[Stored data]
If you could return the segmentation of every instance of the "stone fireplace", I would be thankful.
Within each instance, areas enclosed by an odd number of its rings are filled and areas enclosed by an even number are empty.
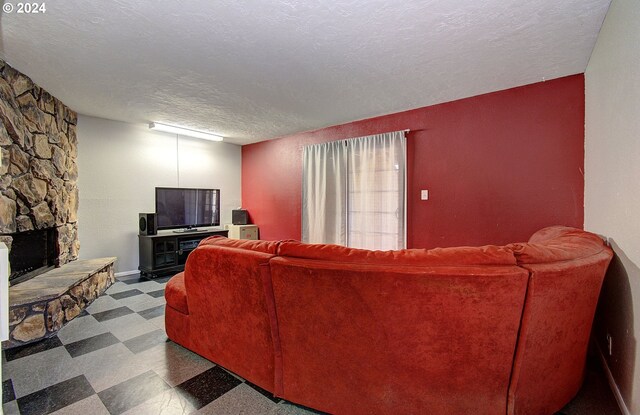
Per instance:
[[[46,242],[46,255],[55,254],[44,258],[48,266],[78,258],[76,122],[74,111],[0,60],[0,240],[10,257],[14,238],[42,247],[39,234],[55,238]]]
[[[3,348],[55,335],[115,281],[116,258],[77,260],[76,123],[0,60],[0,242],[11,268]]]

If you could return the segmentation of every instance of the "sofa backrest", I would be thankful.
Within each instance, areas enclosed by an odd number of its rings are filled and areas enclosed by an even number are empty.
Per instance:
[[[283,243],[270,260],[285,399],[342,414],[504,413],[525,270],[335,250]]]
[[[273,300],[265,297],[265,284],[270,290],[269,260],[275,248],[268,243],[240,243],[238,247],[233,240],[222,239],[203,241],[187,259],[184,283],[190,346],[196,353],[273,391],[272,330],[277,334],[277,326],[272,324]]]
[[[216,245],[227,248],[246,249],[249,251],[264,252],[266,254],[276,254],[280,241],[262,241],[248,239],[230,239],[224,236],[214,235],[200,241],[198,246]]]
[[[529,242],[509,244],[506,248],[513,251],[518,265],[571,261],[609,249],[598,235],[566,226],[541,229]]]
[[[612,251],[597,235],[561,226],[507,247],[530,273],[508,413],[554,413],[580,389]]]
[[[435,249],[402,249],[397,251],[370,251],[331,244],[305,244],[283,241],[278,255],[291,258],[318,259],[354,264],[372,265],[515,265],[510,249],[502,246],[460,246]]]

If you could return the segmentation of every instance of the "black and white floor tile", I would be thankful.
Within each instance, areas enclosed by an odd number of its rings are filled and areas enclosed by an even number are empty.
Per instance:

> What this task involves:
Identify the lines above with the word "thankful". Copy them.

> Response:
If you could return the segmentation of every instance of the "stone fireplace", I would be thankful.
If you could return the segmentation of every instance of the "sofa backrest", I would be thankful.
If you could return the segmentation of every instance of the "black and white floor tile", I would be thankful.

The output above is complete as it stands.